:: Texto ::
Los improvisados tamboreros empezaron tímidamente su ejecución, pero Carlos Julio se negó sistemáticamente a hacer su parte.

-        ¡Ajá Daza!  ¿Y por qué es que no quiere bailar  y cantar?
-        No profesor Gamero, me da pena. Yo no hago esas cosas delante de usted.
-        Bueno, pues entonces ninguno se va de aquí. Yo me voy a almorzar, ya vengo.

Con actitud desesperada los otros tres compañeros intimaron a Carlos Julio para que bailara y cantara, porque ellos decían tener mucha hambre. Pero él se mantuvo firme en su resolución. Pasada la hora del almuerzo volvió el prefecto de disciplina, pero el alumno Daza nada que bailaba ni cantaba. En razón de lo cual los mantuvo en dicho salón hasta las tres de la tarde. Llegada esa hora, les dijo…

-        Muchachos, váyanse para sus casas, ya cumplieron su castigo. Pero eso sí, nunca más vuelvan a hacer lo de las ventanas en el colegio de las monjas.

Felices, como si los hubieran librado de una condena a la silla eléctrica, los cuatro rapazuelos atravesaron corriendo la cancha de baloncesto del colegio y se precipitaron hacia la puerta de salida. La lección les quedó grabada a sangre y fuego para siempre: ¡Nunca más interrumpirían clases en otras instituciones, por enamorados que estuvieran!

:: Entradas de identificación de ubicaciones ::
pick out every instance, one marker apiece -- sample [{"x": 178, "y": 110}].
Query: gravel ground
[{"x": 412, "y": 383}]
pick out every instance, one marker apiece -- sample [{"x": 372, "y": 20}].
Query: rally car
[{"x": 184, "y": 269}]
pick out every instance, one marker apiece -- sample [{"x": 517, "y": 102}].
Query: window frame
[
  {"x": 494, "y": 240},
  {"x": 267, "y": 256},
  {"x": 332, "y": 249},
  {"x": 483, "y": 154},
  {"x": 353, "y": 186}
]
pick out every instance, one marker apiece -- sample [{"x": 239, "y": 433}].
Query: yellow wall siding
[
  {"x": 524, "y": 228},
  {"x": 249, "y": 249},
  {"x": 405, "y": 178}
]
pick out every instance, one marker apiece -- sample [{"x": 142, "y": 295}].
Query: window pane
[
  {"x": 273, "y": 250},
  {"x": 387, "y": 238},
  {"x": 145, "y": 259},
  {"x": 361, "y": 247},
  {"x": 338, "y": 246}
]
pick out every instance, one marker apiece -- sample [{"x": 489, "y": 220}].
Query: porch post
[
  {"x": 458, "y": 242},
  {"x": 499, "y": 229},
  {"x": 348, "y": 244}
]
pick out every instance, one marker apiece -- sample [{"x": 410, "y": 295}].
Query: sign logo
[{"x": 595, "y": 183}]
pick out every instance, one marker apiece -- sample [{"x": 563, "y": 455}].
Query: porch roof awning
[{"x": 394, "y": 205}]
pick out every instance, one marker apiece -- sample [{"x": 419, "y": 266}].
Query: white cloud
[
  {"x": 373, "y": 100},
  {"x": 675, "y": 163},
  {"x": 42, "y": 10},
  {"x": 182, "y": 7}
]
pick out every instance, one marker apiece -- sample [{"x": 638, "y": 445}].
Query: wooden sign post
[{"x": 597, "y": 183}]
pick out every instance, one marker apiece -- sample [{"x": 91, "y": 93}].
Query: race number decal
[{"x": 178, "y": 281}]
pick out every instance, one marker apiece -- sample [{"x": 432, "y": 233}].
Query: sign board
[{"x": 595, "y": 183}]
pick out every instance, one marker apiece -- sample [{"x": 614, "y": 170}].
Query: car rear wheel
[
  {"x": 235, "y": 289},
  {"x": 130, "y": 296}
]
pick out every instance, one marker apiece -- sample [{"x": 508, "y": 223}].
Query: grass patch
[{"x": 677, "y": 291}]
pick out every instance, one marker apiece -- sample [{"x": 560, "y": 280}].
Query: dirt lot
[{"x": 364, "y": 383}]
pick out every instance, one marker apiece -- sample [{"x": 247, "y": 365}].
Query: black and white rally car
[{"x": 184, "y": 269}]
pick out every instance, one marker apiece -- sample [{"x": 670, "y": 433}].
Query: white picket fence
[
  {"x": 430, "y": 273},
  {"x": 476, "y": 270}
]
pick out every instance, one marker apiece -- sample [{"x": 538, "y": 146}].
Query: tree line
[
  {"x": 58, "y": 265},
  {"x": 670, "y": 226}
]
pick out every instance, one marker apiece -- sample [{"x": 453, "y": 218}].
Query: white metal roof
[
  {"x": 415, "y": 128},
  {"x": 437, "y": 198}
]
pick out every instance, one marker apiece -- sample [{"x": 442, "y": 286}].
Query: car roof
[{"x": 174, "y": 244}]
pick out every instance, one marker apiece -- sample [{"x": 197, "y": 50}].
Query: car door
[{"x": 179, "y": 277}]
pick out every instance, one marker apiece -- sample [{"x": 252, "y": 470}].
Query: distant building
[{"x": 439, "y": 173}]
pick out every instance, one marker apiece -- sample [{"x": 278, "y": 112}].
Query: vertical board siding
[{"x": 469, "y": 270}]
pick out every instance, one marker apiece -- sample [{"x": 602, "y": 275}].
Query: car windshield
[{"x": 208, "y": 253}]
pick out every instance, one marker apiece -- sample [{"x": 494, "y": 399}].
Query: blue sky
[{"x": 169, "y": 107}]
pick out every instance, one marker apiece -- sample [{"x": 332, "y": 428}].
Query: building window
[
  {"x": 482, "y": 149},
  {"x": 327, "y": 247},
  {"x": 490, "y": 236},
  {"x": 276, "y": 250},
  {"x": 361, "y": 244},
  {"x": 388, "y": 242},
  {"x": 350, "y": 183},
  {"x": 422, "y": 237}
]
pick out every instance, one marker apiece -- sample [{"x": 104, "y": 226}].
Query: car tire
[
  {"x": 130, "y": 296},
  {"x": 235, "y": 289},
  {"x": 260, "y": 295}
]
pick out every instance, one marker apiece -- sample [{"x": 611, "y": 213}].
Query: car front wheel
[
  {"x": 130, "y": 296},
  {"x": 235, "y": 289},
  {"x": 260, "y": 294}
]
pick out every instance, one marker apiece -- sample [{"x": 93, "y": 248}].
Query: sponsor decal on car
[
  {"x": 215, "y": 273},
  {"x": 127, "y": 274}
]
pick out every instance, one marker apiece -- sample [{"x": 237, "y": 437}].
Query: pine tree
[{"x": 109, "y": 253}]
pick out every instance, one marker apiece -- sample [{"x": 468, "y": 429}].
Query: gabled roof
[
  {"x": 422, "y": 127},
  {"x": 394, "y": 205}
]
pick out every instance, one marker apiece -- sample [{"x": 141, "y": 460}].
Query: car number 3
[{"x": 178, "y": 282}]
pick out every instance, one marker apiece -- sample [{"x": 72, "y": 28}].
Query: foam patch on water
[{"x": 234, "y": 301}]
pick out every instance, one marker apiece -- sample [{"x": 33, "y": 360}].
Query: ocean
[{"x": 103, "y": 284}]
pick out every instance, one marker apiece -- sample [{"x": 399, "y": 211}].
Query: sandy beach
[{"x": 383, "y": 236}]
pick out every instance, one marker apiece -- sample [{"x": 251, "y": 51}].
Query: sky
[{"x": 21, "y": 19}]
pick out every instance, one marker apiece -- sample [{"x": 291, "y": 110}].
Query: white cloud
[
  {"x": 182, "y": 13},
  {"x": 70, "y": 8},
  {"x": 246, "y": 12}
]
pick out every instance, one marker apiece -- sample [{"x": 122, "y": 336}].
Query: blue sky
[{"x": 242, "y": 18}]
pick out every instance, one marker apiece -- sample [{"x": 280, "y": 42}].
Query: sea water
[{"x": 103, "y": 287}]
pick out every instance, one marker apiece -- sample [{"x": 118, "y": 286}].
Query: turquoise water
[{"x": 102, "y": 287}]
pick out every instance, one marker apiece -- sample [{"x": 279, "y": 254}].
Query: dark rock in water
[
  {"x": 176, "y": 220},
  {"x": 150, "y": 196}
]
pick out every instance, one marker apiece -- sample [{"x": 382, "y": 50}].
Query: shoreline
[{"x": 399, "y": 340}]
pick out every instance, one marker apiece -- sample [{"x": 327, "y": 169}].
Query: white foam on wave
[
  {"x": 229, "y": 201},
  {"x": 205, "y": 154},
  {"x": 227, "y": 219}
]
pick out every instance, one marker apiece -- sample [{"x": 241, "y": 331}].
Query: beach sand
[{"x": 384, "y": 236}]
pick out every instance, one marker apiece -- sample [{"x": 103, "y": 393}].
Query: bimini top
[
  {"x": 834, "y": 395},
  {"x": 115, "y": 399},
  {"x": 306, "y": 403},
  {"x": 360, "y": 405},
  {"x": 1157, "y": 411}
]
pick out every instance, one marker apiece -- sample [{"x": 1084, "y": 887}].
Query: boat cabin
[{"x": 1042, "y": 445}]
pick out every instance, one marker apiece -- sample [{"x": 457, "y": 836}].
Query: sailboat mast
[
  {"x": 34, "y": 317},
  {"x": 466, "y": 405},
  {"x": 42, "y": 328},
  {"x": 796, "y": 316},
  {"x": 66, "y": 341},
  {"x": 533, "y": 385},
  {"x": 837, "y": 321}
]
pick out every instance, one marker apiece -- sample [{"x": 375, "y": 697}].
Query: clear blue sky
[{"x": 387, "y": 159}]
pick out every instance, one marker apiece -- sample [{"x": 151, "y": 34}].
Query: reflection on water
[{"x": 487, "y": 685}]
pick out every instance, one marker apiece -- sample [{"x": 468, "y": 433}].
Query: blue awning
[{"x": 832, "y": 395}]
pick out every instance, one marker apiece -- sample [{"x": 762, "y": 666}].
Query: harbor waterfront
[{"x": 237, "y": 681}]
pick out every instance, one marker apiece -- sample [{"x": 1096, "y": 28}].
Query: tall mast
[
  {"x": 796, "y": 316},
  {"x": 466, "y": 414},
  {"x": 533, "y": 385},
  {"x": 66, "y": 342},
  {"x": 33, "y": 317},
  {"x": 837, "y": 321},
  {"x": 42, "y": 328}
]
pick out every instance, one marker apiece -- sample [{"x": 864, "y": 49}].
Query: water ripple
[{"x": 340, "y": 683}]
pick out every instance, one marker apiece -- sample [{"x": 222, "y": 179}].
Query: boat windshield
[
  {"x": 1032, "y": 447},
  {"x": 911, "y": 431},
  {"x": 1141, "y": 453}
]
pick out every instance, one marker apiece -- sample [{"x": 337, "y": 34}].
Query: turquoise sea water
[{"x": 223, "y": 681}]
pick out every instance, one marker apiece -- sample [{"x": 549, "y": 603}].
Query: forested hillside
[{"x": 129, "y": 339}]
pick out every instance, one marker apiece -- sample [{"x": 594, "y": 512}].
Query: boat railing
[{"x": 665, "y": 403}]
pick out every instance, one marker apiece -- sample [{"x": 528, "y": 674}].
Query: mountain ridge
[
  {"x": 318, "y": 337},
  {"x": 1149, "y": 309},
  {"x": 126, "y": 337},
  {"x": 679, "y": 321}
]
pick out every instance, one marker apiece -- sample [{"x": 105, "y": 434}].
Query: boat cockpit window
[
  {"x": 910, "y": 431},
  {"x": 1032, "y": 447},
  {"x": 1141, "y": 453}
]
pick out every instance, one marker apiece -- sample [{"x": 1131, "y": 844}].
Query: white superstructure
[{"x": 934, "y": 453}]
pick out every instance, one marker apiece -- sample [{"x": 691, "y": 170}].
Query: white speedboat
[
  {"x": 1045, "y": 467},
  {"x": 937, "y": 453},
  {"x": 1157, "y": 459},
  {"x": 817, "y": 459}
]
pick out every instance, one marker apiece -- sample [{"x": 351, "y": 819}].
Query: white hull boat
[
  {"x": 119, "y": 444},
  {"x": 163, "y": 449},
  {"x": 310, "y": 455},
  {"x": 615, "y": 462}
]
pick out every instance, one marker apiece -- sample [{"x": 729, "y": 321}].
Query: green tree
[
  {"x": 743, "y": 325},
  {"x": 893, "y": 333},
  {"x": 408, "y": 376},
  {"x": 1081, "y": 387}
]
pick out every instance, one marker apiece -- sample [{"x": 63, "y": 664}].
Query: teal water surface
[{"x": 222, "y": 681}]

:: Tus tareas ::
**1)** Responde estas preguntas sobre el texto:
(a) ¿Cuál es el apellido del profesor al que habla Daza?
(b) ¿Hasta qué hora mantuvo el prefecto a los alumnos en el salón?
(c) ¿Qué lugar del colegio atravesaron corriendo los cuatro muchachos al salir?
**2)** Cuenta las líneas del listado que contienen la cadena "foam", distinguiendo mayúsculas de minúsculas, y da solo el número.
El texto y el listado son independientes entre sí.

:: Respuestas finales ::
**1)**
(a) Gamero.
(b) Hasta las tres de la tarde.
(c) La cancha de baloncesto.

**2)** 2